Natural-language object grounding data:
---+---

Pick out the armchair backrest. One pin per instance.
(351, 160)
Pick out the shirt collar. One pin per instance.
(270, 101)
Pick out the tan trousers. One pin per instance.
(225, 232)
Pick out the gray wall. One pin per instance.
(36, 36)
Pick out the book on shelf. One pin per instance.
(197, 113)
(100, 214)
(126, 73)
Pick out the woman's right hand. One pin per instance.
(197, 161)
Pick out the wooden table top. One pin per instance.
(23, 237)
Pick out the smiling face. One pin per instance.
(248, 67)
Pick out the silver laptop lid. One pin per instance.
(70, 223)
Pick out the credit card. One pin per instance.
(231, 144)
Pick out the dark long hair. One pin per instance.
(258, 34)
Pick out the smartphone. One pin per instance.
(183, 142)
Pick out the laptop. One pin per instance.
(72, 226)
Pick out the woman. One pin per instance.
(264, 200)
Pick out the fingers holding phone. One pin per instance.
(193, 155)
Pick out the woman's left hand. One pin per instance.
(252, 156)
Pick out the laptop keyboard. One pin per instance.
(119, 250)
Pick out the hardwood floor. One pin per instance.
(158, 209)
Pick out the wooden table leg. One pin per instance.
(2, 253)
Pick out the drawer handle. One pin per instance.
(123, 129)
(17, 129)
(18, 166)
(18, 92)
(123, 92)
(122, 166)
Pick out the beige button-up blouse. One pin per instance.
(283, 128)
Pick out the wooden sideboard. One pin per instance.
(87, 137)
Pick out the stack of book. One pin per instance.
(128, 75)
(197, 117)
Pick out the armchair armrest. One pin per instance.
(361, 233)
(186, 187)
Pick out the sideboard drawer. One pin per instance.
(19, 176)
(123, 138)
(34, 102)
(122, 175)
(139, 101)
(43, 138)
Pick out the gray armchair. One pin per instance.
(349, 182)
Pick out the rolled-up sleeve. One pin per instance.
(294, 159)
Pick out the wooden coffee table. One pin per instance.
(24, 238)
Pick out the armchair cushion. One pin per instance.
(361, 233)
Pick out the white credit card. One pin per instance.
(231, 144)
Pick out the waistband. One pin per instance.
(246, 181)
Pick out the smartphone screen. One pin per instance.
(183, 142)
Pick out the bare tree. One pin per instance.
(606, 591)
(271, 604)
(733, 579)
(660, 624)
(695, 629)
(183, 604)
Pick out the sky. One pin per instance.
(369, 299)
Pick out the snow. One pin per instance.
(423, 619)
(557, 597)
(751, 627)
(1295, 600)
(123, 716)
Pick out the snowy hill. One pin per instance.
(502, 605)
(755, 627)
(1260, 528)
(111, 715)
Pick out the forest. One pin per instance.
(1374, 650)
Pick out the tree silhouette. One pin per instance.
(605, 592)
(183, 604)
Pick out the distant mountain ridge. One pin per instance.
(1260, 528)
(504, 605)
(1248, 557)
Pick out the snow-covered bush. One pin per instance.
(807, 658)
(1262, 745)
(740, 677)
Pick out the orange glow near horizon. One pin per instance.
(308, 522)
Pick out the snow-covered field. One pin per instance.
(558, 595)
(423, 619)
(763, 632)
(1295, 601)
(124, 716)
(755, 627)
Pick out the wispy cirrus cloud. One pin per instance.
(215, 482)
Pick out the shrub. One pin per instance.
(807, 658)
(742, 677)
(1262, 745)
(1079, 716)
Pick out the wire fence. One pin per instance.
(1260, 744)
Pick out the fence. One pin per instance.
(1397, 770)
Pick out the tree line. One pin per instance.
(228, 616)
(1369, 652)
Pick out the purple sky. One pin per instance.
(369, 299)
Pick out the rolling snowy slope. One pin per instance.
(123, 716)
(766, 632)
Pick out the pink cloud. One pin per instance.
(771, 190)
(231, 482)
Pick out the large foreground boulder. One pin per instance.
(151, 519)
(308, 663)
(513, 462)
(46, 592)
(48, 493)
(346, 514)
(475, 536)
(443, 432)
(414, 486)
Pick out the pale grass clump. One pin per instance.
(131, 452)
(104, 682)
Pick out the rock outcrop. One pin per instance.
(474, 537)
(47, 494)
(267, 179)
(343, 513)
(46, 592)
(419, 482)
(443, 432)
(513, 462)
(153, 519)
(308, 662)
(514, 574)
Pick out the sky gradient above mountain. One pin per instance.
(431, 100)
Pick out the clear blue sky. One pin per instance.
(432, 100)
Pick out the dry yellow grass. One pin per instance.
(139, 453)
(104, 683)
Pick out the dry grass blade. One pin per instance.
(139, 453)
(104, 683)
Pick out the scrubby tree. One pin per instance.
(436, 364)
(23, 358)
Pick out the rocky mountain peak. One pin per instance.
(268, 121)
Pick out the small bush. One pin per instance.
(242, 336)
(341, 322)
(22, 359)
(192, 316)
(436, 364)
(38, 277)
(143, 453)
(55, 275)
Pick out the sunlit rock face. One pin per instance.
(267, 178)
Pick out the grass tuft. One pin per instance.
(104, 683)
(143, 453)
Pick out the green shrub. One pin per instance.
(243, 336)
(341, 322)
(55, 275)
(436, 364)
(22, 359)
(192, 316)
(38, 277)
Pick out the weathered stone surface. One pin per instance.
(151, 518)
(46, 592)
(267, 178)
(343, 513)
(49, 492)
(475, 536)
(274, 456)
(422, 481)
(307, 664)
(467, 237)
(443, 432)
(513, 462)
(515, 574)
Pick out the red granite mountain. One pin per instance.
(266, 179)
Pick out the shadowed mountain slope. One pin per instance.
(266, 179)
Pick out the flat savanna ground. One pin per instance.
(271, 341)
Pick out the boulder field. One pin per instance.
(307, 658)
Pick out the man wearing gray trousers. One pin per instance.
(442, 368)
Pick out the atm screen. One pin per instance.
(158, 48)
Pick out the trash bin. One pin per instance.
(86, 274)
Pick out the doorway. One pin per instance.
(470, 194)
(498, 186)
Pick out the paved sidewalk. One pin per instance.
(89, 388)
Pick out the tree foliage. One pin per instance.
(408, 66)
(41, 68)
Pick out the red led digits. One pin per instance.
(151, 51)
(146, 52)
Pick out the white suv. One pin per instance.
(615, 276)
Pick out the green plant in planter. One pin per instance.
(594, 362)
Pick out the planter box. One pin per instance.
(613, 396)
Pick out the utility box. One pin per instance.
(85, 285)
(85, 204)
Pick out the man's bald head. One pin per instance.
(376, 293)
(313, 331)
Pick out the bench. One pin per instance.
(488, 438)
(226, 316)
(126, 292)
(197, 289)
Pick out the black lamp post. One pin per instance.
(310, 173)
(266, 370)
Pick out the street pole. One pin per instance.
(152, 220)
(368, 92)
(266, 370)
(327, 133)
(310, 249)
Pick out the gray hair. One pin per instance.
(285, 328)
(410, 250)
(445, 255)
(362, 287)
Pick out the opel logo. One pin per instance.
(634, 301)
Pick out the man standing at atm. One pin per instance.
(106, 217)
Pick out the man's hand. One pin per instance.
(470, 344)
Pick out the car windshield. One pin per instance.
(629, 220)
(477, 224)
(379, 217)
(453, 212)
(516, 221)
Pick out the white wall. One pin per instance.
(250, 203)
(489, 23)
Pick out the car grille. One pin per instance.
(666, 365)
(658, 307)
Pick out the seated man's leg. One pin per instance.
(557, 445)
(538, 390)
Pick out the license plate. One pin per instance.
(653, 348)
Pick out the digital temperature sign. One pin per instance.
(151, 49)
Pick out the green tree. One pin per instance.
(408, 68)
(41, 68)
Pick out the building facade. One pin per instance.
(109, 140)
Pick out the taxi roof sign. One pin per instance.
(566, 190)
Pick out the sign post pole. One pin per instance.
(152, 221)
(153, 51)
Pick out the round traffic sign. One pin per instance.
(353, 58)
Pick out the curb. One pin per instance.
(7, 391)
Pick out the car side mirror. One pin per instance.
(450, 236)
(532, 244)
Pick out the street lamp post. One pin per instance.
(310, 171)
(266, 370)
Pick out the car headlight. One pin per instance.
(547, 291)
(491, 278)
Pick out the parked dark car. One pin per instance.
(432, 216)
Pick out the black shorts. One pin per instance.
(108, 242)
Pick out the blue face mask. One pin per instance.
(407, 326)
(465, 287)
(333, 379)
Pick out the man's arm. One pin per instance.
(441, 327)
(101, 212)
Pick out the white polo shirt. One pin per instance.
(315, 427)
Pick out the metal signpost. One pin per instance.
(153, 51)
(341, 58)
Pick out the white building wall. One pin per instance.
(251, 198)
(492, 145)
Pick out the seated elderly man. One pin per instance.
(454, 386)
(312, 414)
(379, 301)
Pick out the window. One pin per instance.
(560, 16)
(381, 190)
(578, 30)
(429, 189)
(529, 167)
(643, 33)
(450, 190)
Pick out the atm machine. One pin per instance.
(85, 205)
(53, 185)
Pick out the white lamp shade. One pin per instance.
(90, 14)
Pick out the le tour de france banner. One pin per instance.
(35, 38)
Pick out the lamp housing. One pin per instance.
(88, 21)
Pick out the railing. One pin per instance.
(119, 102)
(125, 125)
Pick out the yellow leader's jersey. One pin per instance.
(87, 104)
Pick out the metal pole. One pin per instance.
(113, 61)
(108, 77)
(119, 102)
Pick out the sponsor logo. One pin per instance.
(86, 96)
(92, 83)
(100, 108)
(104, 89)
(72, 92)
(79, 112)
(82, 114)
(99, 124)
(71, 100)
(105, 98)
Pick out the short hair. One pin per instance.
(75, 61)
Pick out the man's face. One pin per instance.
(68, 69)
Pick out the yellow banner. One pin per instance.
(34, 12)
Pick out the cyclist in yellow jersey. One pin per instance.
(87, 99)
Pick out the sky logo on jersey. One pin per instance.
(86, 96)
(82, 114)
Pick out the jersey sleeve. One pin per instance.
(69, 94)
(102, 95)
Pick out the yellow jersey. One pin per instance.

---+---

* Exercise objective: For this exercise, reproduce exactly each line from the one containing "Pick out the window. One pin per instance." through the last line of the data, and no others.

* Written response:
Pick out the window. One pin per instance.
(560, 16)
(381, 190)
(578, 30)
(429, 189)
(529, 167)
(643, 33)
(450, 190)
Pick out the atm machine. One pin per instance.
(85, 205)
(53, 185)
Pick out the white lamp shade. One pin per instance.
(90, 14)
Pick out the le tour de france banner. One pin per instance.
(35, 38)
Pick out the lamp housing. One pin per instance.
(88, 21)
Pick out the railing. One pin per instance.
(119, 102)
(125, 125)
Pick out the yellow leader's jersey. One pin per instance.
(87, 104)
Pick out the metal pole. One pin per instance.
(113, 61)
(108, 77)
(119, 102)
Pick out the sponsor logo. One pin per instance.
(86, 96)
(92, 83)
(100, 108)
(104, 89)
(72, 92)
(79, 112)
(82, 114)
(99, 124)
(71, 100)
(105, 98)
Pick out the short hair. One pin per instance.
(75, 61)
Pick out the man's face. One pin per instance.
(68, 69)
Pick out the yellow banner. One pin per instance.
(34, 12)
Pick out the cyclist in yellow jersey. One pin per instance.
(87, 99)
Pick out the sky logo on jersey. One pin per instance.
(86, 96)
(82, 114)
Pick out the jersey sleeve. One pin per instance.
(69, 94)
(102, 95)
Pick out the yellow jersey. One pin per instance.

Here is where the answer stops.